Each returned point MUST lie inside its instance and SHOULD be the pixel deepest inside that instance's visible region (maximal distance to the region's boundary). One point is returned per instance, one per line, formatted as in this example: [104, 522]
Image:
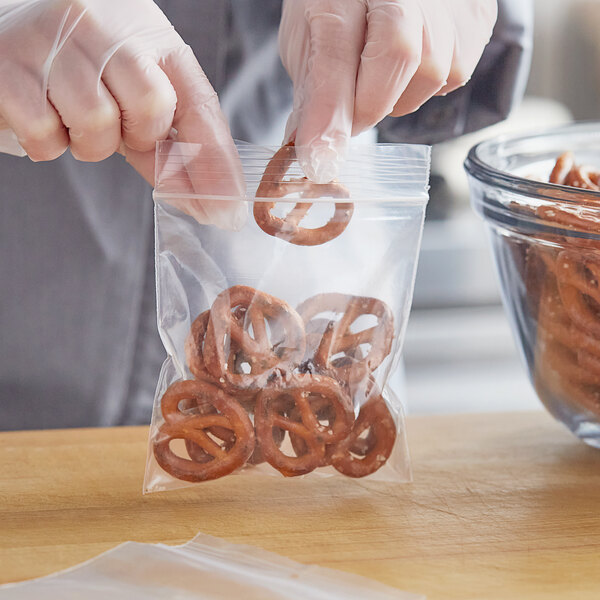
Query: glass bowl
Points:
[546, 244]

- - - -

* _YOUR ASSIGNMENT_:
Output the records verbatim, every one of them, and keep the pictures out.

* _WRITTEN ANSWER_:
Each returned point MUST lie inside its instance and SHOULD be the pixel deepest inside that instance's visible region (maximal distance to the region's boundary). One point is returned per instance, one per line, formatted as in this example: [104, 522]
Image:
Query: glass bowl
Points:
[546, 244]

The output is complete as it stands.